Input START
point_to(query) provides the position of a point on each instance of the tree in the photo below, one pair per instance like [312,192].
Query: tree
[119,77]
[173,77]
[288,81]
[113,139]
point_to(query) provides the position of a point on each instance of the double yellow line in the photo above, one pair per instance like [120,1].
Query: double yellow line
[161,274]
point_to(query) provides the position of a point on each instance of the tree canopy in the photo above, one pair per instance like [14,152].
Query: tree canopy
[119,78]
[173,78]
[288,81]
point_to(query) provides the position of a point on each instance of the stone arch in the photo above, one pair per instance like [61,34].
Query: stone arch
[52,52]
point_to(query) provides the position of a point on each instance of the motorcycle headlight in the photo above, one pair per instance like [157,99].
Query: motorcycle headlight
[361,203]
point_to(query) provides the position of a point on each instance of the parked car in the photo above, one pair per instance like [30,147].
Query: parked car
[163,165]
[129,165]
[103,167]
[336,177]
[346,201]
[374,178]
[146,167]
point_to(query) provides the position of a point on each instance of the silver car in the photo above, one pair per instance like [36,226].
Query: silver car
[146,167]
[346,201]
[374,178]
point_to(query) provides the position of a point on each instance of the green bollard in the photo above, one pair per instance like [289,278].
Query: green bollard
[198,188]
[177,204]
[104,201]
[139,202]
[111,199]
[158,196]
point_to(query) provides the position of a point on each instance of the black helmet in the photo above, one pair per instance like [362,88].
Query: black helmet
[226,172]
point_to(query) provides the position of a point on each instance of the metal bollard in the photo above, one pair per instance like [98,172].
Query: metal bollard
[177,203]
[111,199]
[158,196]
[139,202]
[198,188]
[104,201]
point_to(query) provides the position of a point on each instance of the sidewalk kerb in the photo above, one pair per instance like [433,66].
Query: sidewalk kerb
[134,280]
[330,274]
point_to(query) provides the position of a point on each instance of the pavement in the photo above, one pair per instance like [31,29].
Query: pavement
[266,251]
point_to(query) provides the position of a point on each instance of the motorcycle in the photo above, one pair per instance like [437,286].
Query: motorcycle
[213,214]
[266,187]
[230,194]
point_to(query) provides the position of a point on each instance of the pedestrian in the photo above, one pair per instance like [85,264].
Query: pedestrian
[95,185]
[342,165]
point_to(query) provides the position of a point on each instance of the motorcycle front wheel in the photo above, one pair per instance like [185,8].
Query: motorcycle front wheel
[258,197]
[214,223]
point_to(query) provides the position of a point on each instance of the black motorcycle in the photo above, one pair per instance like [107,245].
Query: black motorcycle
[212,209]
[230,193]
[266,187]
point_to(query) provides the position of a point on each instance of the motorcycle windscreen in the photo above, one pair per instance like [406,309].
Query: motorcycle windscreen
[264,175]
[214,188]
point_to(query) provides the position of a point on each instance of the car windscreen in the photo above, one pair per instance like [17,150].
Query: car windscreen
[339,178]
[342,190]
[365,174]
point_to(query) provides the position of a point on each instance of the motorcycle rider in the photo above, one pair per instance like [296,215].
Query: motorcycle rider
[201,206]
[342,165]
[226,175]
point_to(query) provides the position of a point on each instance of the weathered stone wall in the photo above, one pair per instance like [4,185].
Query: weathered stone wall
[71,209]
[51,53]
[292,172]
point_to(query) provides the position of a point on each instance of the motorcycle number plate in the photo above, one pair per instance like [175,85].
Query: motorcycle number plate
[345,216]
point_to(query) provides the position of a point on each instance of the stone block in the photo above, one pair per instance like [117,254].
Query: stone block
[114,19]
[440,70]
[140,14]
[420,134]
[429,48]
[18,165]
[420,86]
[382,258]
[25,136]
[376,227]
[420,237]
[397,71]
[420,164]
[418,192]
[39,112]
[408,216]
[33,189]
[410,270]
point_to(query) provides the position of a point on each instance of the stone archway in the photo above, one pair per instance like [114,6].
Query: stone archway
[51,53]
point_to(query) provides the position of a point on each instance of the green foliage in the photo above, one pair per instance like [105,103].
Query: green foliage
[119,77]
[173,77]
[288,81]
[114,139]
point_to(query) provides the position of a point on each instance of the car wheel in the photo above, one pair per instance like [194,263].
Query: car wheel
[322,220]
Input END
▶ [What is needed]: From the listing above, the lines starting with the one that has "instance like [114,6]." and running through the one that has "instance like [105,103]." should be copied exactly, ends included.

▶ [Expected answer]:
point_to(query) provides the position of a point on each instance of the stone archway in the photo above, one pair per instance like [114,6].
Query: stone archway
[51,53]
point_to(query) provides the position of a point on each instance of the green foliage in the photo above, one pair per instance like [105,103].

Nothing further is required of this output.